*Problem statement*
Return every line of the listing below with no changes, omitting the pictures from your answer.

*Region annotation listing*
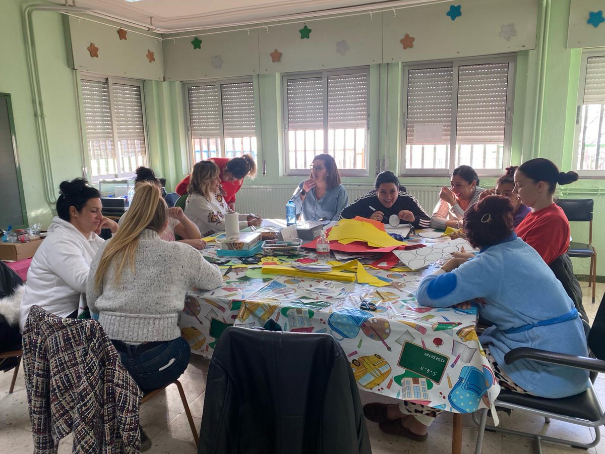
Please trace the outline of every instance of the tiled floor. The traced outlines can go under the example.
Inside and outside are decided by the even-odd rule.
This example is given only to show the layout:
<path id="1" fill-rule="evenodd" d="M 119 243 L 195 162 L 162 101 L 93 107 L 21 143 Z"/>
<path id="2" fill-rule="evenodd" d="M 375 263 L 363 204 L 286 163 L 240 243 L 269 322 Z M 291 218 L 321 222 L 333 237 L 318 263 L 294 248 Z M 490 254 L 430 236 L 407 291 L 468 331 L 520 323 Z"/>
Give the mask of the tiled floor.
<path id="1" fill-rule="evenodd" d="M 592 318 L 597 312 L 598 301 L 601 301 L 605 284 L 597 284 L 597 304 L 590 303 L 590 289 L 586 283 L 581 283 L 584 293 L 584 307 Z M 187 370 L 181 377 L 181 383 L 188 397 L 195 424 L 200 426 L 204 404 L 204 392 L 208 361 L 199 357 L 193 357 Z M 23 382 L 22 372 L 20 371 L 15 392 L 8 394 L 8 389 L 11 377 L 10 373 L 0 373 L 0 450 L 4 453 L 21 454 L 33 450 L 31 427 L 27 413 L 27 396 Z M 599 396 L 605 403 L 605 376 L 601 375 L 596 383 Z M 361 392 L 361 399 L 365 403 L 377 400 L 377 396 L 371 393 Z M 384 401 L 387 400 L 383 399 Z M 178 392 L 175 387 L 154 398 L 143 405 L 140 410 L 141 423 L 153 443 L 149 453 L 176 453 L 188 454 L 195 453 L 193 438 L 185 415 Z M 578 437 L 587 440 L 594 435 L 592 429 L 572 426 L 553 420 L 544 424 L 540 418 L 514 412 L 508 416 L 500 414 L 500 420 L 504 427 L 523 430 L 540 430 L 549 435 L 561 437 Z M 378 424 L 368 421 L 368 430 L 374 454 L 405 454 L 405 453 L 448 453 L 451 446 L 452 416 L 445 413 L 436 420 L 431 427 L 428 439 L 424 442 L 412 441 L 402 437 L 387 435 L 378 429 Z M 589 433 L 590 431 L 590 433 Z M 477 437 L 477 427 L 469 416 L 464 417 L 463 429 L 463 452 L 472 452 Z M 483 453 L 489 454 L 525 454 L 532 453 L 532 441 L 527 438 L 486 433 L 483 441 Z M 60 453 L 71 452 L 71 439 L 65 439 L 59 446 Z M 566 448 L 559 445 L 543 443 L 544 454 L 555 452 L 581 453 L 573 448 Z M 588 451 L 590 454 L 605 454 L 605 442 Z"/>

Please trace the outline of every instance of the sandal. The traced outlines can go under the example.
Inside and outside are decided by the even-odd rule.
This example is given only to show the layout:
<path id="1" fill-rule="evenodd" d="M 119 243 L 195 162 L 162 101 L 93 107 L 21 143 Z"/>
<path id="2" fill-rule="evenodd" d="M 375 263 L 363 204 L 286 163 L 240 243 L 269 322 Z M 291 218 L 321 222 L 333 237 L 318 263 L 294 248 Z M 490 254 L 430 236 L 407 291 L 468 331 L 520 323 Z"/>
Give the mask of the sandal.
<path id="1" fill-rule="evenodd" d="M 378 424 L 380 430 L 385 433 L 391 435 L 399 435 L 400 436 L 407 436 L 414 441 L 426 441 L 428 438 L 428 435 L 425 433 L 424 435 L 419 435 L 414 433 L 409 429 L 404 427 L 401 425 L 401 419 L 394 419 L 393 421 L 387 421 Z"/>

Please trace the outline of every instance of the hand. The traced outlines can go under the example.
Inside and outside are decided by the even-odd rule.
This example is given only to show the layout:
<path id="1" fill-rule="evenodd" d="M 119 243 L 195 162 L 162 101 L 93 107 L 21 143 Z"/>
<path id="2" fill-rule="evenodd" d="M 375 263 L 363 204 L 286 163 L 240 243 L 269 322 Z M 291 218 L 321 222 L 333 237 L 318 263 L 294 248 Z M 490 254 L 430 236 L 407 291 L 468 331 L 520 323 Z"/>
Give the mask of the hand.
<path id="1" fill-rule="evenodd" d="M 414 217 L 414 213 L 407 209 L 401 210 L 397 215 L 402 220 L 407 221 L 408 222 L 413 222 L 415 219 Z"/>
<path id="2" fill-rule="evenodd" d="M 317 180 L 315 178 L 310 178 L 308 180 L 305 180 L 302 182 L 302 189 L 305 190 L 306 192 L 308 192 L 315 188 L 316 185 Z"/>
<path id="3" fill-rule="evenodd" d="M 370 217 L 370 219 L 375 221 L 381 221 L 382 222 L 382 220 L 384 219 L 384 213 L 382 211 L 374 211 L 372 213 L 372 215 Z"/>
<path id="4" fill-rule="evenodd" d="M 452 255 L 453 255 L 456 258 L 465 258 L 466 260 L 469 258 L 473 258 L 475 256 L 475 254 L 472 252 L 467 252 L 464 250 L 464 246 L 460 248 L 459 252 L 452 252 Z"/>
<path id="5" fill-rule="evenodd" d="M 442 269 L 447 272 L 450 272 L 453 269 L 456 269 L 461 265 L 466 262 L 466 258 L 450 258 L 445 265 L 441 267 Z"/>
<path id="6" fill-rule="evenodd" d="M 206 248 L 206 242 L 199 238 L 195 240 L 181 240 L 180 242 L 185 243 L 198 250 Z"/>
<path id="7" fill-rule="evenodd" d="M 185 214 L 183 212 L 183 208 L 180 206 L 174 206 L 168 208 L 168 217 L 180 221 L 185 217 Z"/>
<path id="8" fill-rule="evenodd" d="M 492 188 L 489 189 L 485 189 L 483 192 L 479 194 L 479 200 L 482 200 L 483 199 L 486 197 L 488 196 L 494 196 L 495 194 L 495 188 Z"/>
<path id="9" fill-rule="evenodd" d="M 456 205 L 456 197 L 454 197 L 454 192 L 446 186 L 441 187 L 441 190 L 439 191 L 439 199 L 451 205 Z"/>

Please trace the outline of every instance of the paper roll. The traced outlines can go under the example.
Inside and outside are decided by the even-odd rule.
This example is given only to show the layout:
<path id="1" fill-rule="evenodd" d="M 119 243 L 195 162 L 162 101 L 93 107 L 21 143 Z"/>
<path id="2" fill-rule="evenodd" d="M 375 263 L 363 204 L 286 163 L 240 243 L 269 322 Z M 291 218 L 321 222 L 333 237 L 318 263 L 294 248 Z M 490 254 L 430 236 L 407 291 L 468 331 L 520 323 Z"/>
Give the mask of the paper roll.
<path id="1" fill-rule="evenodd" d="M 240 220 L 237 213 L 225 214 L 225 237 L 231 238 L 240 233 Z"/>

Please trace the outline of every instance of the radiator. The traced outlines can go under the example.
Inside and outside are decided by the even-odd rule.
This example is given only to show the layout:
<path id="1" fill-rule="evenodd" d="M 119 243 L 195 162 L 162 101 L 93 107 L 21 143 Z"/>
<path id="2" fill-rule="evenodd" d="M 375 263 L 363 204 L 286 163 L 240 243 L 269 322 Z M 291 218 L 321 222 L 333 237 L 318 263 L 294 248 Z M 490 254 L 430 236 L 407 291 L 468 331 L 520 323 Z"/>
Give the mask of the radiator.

*Task output*
Please trace the outline of every instance of the tiled floor. The traced outlines can go under the example.
Inside and outside are decided by the even-odd rule.
This example is given only to show the layout:
<path id="1" fill-rule="evenodd" d="M 119 243 L 195 162 L 162 101 L 93 107 L 21 143 Z"/>
<path id="2" fill-rule="evenodd" d="M 375 263 L 363 204 L 286 163 L 240 243 L 269 322 Z M 291 218 L 321 222 L 333 237 L 318 263 L 294 248 Z M 490 254 L 430 236 L 407 291 L 468 331 L 520 323 Z"/>
Give the mask of the tiled floor.
<path id="1" fill-rule="evenodd" d="M 592 318 L 597 312 L 598 301 L 601 301 L 605 284 L 597 284 L 597 304 L 590 303 L 590 289 L 586 283 L 581 283 L 584 293 L 584 307 Z M 187 370 L 181 377 L 181 383 L 188 397 L 195 424 L 200 426 L 204 404 L 204 392 L 208 361 L 199 357 L 193 357 Z M 23 382 L 22 372 L 20 371 L 15 392 L 8 394 L 8 389 L 11 377 L 10 373 L 0 373 L 0 450 L 4 453 L 21 454 L 33 450 L 31 427 L 27 413 L 27 396 Z M 599 396 L 605 403 L 605 376 L 601 375 L 596 383 Z M 361 392 L 361 399 L 365 403 L 377 400 L 377 396 L 371 393 Z M 384 401 L 387 400 L 383 399 Z M 178 392 L 175 387 L 154 398 L 143 405 L 140 410 L 141 423 L 153 443 L 149 453 L 176 453 L 188 454 L 195 453 L 193 438 L 185 415 Z M 578 437 L 587 440 L 594 435 L 592 429 L 572 426 L 553 420 L 544 424 L 540 418 L 514 412 L 508 416 L 500 414 L 500 420 L 504 427 L 523 430 L 540 430 L 549 435 L 561 437 Z M 378 424 L 368 421 L 368 430 L 374 454 L 405 454 L 405 453 L 448 453 L 451 446 L 452 416 L 445 413 L 436 420 L 431 427 L 428 439 L 424 442 L 412 441 L 402 437 L 387 435 L 378 429 Z M 589 433 L 590 431 L 590 433 Z M 477 437 L 477 427 L 469 416 L 464 417 L 463 429 L 463 452 L 472 452 Z M 483 453 L 489 454 L 525 454 L 532 453 L 532 441 L 527 438 L 486 433 L 483 441 Z M 60 453 L 71 452 L 71 439 L 65 439 L 59 446 Z M 566 448 L 559 445 L 543 443 L 544 454 L 555 452 L 581 453 L 573 448 Z M 588 451 L 590 454 L 605 454 L 605 442 Z"/>

Please trace the outline of every instance of the sandal. The traced outlines can go under the example.
Inside and outside are decided by the even-odd rule.
This example is given only to show the layout:
<path id="1" fill-rule="evenodd" d="M 119 243 L 195 162 L 162 101 L 93 107 L 21 143 Z"/>
<path id="2" fill-rule="evenodd" d="M 375 263 L 363 204 L 286 163 L 240 243 L 269 322 Z M 291 218 L 321 222 L 333 237 L 318 263 L 294 248 Z M 490 254 L 430 236 L 407 291 L 468 331 L 520 323 Z"/>
Give the mask of the sandal.
<path id="1" fill-rule="evenodd" d="M 378 424 L 380 430 L 385 433 L 391 435 L 399 435 L 400 436 L 407 436 L 414 441 L 426 441 L 428 438 L 428 435 L 425 433 L 424 435 L 419 435 L 414 433 L 409 429 L 404 427 L 401 425 L 401 419 L 394 419 L 393 421 L 387 421 Z"/>

Please trace the outline of every instance of the hand. The traced outlines can go under the example.
Inside and outside are decided by the even-odd rule.
This example is given only to show the layout:
<path id="1" fill-rule="evenodd" d="M 119 243 L 195 162 L 162 101 L 93 107 L 21 143 Z"/>
<path id="2" fill-rule="evenodd" d="M 375 263 L 363 204 L 286 163 L 240 243 L 269 322 Z M 291 218 L 321 222 L 333 237 L 318 263 L 294 248 Z M 490 254 L 430 236 L 407 291 L 468 331 L 520 323 Z"/>
Give the mask of the hand.
<path id="1" fill-rule="evenodd" d="M 414 217 L 414 213 L 407 209 L 401 210 L 397 215 L 402 220 L 407 221 L 408 222 L 413 222 L 415 219 Z"/>
<path id="2" fill-rule="evenodd" d="M 317 180 L 315 178 L 310 178 L 308 180 L 305 180 L 302 182 L 302 189 L 305 190 L 306 192 L 308 192 L 315 188 L 316 185 Z"/>
<path id="3" fill-rule="evenodd" d="M 370 217 L 370 219 L 375 221 L 381 221 L 382 222 L 382 220 L 384 219 L 384 213 L 382 211 L 374 211 L 372 213 L 372 215 Z"/>
<path id="4" fill-rule="evenodd" d="M 452 255 L 453 255 L 456 258 L 465 258 L 466 260 L 469 258 L 473 258 L 475 256 L 475 254 L 472 252 L 467 252 L 464 250 L 464 246 L 460 248 L 459 252 L 452 252 Z"/>
<path id="5" fill-rule="evenodd" d="M 442 269 L 447 272 L 450 272 L 453 269 L 456 269 L 461 265 L 466 262 L 466 258 L 450 258 L 445 265 L 441 267 Z"/>
<path id="6" fill-rule="evenodd" d="M 206 248 L 206 242 L 199 238 L 195 240 L 181 240 L 180 242 L 185 243 L 198 250 Z"/>
<path id="7" fill-rule="evenodd" d="M 185 214 L 183 212 L 183 208 L 180 206 L 174 206 L 168 208 L 168 217 L 180 221 L 185 217 Z"/>
<path id="8" fill-rule="evenodd" d="M 492 188 L 489 189 L 485 189 L 483 192 L 479 194 L 479 200 L 482 200 L 483 199 L 486 197 L 488 196 L 494 196 L 495 194 L 495 188 Z"/>
<path id="9" fill-rule="evenodd" d="M 456 205 L 456 197 L 454 197 L 454 192 L 446 186 L 441 187 L 441 190 L 439 191 L 439 199 L 451 205 Z"/>

Please trace the outline of every instance of the paper roll. The traced outlines can go under the example.
Inside and outside are decided by the even-odd rule.
This example is given only to show the layout:
<path id="1" fill-rule="evenodd" d="M 119 243 L 195 162 L 162 101 L 93 107 L 21 143 Z"/>
<path id="2" fill-rule="evenodd" d="M 375 263 L 363 204 L 286 163 L 240 243 L 269 322 Z M 291 218 L 321 222 L 333 237 L 318 263 L 294 248 Z M 490 254 L 430 236 L 407 291 L 468 331 L 520 323 Z"/>
Give the mask of the paper roll.
<path id="1" fill-rule="evenodd" d="M 240 220 L 237 213 L 225 214 L 225 237 L 231 238 L 240 233 Z"/>

Please trace the outline of every instance of the radiator. The traced outlines can go under the example.
Inside and outside are decided by the even-odd rule.
This example is given only to show the layout:
<path id="1" fill-rule="evenodd" d="M 119 243 L 195 162 L 162 101 L 93 107 L 21 143 Z"/>
<path id="2" fill-rule="evenodd" d="M 375 263 L 363 204 L 286 163 L 240 243 L 269 322 Z M 291 218 L 321 222 L 333 237 L 318 263 L 294 248 Z M 490 254 L 430 236 L 407 291 L 468 331 L 520 323 Z"/>
Give the mask of the radiator.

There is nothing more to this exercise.